● **Task description**:
Can you reproduce every line of the records below exactly, with nothing changed, added, or left out?

● **Data listing**:
· · · · · · ·

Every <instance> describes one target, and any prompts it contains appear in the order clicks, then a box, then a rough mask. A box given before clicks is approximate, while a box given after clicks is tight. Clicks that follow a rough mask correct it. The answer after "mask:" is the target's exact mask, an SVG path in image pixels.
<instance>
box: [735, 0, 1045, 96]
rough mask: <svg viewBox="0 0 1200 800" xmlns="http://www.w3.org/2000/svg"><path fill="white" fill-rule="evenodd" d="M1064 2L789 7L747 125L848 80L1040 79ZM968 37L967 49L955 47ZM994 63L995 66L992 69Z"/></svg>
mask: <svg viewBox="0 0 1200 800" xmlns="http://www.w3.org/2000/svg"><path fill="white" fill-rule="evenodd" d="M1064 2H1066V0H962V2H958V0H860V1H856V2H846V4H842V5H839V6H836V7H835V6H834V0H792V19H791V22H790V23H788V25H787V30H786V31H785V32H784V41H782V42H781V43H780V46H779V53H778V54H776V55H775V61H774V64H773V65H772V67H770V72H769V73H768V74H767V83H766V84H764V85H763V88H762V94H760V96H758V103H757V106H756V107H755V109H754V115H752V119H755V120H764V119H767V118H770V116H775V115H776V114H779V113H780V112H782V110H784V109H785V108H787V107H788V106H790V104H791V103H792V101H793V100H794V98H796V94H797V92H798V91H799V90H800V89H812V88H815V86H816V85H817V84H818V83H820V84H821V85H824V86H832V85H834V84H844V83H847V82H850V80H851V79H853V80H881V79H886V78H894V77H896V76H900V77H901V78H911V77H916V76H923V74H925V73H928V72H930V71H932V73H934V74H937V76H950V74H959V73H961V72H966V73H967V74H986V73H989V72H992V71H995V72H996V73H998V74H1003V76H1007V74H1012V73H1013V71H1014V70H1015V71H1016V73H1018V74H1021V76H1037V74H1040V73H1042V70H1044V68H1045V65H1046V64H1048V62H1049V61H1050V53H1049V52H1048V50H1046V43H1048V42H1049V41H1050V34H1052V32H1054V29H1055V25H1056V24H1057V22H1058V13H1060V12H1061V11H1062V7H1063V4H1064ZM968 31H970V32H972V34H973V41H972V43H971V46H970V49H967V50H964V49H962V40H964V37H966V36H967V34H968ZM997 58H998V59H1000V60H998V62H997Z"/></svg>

· · · · · · ·

● **Written solution**:
Every <instance> describes one target, and any prompts it contains appear in the order clicks, then a box, then a rough mask. A box given before clicks is approximate, while a box given after clicks is tight. Clicks that follow a rough mask correct it. The answer after "mask:" is the target's exact mask, an SVG path in image pixels.
<instance>
box: [735, 0, 1045, 96]
rough mask: <svg viewBox="0 0 1200 800" xmlns="http://www.w3.org/2000/svg"><path fill="white" fill-rule="evenodd" d="M1064 2L789 7L747 125L848 80L1040 79ZM968 37L967 49L955 47ZM994 63L995 66L992 69Z"/></svg>
mask: <svg viewBox="0 0 1200 800" xmlns="http://www.w3.org/2000/svg"><path fill="white" fill-rule="evenodd" d="M1064 2H1066V0H962V2H958V0H860V1H856V2H846V4H842V5H839V6H836V7H835V6H834V0H792V19H791V22H790V23H788V25H787V30H786V31H785V32H784V41H782V42H781V43H780V46H779V53H778V54H776V55H775V61H774V64H773V65H772V67H770V72H769V73H768V74H767V83H766V84H764V85H763V88H762V94H760V96H758V103H757V106H756V107H755V109H754V115H752V119H755V120H764V119H767V118H770V116H775V115H776V114H779V113H780V112H782V110H784V109H785V108H787V107H788V106H790V104H791V103H792V101H793V100H794V98H796V94H797V92H798V91H799V90H800V89H812V88H815V86H816V85H817V84H818V83H820V84H821V85H824V86H832V85H834V84H844V83H847V82H850V80H851V79H853V80H881V79H886V78H894V77H896V76H900V77H901V78H911V77H916V76H923V74H925V73H928V72H930V71H932V73H934V74H937V76H950V74H959V73H961V72H966V73H967V74H986V73H989V72H992V71H995V72H996V73H998V74H1003V76H1007V74H1012V73H1013V71H1014V70H1015V71H1016V73H1018V74H1021V76H1037V74H1040V73H1042V70H1044V68H1045V65H1046V64H1048V62H1049V61H1050V53H1049V52H1048V50H1046V43H1048V42H1049V41H1050V34H1052V32H1054V29H1055V25H1056V24H1057V22H1058V13H1060V12H1061V11H1062V7H1063V4H1064ZM968 31H970V32H972V34H973V41H972V43H971V46H970V49H967V50H964V49H962V40H964V37H966V36H967V34H968ZM997 58H998V59H1000V60H998V62H997Z"/></svg>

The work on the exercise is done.